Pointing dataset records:
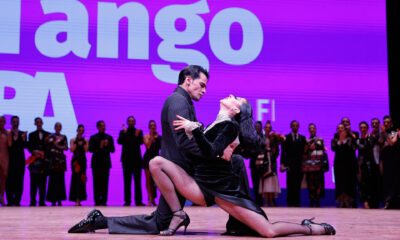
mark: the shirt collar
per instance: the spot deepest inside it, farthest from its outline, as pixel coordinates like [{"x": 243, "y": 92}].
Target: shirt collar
[{"x": 183, "y": 92}]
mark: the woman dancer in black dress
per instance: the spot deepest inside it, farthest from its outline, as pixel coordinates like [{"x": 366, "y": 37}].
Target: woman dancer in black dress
[
  {"x": 153, "y": 146},
  {"x": 57, "y": 144},
  {"x": 79, "y": 146},
  {"x": 214, "y": 181}
]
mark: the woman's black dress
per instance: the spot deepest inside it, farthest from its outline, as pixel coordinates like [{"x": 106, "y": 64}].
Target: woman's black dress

• WRITTEN INSTRUCTION: Write out all the lines above word for word, leaving out the pictures.

• FULL SOLUTION:
mark: the shirt collar
per instance: the spot deepest inside it, farthest from its outline, as pixel coordinates like [{"x": 243, "y": 92}].
Target: shirt collar
[{"x": 183, "y": 92}]
mark: the woman dancer in black dress
per instance: the spot deepest inside it, farthest from its outline, as pixel coordinates like [{"x": 366, "y": 37}].
Target: woman dancer in black dress
[
  {"x": 153, "y": 146},
  {"x": 57, "y": 144},
  {"x": 79, "y": 146},
  {"x": 214, "y": 181}
]
mark: the woman's black dress
per instance: the spot deepest inside it, farthest from its outline, as pixel coordinates like [{"x": 106, "y": 64}].
Target: woman's black dress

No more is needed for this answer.